(Photo object pointing data)

━━━━━━━━━━

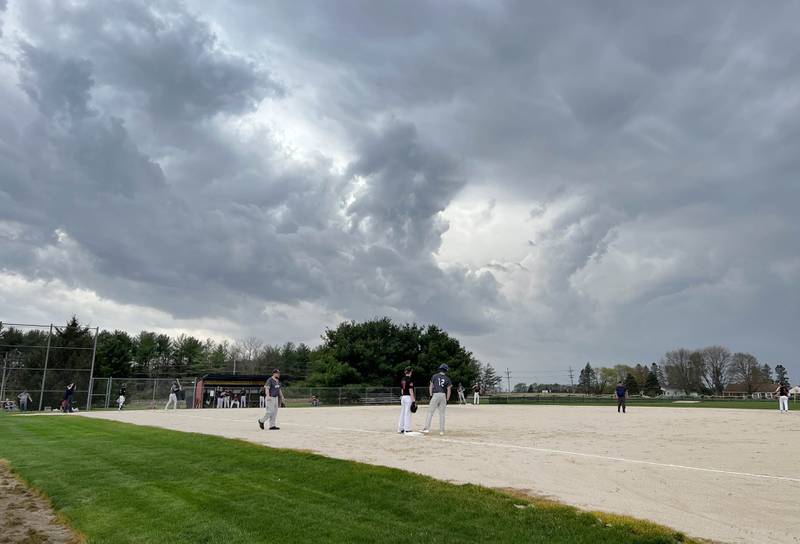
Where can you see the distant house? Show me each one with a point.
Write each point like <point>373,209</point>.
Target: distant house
<point>760,391</point>
<point>675,392</point>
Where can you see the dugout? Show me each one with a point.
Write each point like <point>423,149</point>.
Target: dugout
<point>208,386</point>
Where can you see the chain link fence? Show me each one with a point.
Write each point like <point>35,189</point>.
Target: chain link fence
<point>39,361</point>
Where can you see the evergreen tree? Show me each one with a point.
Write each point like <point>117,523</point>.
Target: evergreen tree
<point>587,378</point>
<point>631,384</point>
<point>781,376</point>
<point>652,386</point>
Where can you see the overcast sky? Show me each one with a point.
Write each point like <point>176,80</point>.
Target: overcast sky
<point>551,182</point>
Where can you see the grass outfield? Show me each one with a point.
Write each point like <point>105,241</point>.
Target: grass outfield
<point>124,483</point>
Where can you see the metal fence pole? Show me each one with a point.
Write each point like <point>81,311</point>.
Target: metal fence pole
<point>91,372</point>
<point>44,372</point>
<point>3,385</point>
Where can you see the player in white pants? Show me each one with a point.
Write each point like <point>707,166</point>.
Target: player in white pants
<point>783,397</point>
<point>407,398</point>
<point>173,395</point>
<point>439,389</point>
<point>274,401</point>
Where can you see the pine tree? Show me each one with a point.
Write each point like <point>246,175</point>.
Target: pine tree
<point>586,378</point>
<point>652,386</point>
<point>781,376</point>
<point>631,384</point>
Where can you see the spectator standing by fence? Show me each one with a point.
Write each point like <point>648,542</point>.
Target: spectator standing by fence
<point>407,399</point>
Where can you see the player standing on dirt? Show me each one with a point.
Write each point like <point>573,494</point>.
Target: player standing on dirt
<point>439,389</point>
<point>621,393</point>
<point>407,399</point>
<point>173,395</point>
<point>274,400</point>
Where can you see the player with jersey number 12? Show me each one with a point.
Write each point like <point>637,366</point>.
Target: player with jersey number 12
<point>439,388</point>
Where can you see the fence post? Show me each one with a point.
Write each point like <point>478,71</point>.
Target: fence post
<point>91,372</point>
<point>44,371</point>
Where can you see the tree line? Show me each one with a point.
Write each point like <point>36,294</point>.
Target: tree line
<point>370,353</point>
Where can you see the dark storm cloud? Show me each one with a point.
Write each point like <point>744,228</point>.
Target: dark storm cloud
<point>656,145</point>
<point>223,217</point>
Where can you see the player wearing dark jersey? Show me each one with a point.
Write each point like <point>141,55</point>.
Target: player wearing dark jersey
<point>406,399</point>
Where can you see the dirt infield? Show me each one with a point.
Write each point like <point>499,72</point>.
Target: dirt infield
<point>729,475</point>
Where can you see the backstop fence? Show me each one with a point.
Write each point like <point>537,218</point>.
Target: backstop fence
<point>39,361</point>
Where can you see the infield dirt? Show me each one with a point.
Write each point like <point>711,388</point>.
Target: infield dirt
<point>723,474</point>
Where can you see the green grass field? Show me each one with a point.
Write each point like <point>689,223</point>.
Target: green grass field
<point>123,483</point>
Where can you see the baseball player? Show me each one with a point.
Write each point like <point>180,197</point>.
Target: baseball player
<point>407,398</point>
<point>621,392</point>
<point>783,397</point>
<point>173,395</point>
<point>461,398</point>
<point>274,400</point>
<point>439,389</point>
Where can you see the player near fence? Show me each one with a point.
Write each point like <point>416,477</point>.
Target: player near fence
<point>24,398</point>
<point>783,397</point>
<point>66,402</point>
<point>275,400</point>
<point>461,398</point>
<point>439,389</point>
<point>174,389</point>
<point>122,397</point>
<point>621,392</point>
<point>408,401</point>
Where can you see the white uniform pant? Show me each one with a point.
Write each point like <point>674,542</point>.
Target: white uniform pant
<point>404,424</point>
<point>271,413</point>
<point>438,402</point>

━━━━━━━━━━

Rewrite the stretch from the line containing "Where can you see the dark" through the line containing "<point>406,399</point>", changing "storm cloud" to "rain cloud" and keeping everything else the same. Give back only those lines.

Where can you see the dark rain cloud? Show me each one with a point.
Write each point like <point>744,228</point>.
Target: dark rain cloud
<point>656,145</point>
<point>223,217</point>
Where can you see the player wearing dark jersey? Show me each one with a point.
Write each point like <point>141,55</point>.
Target: player wearing dark jersey
<point>406,399</point>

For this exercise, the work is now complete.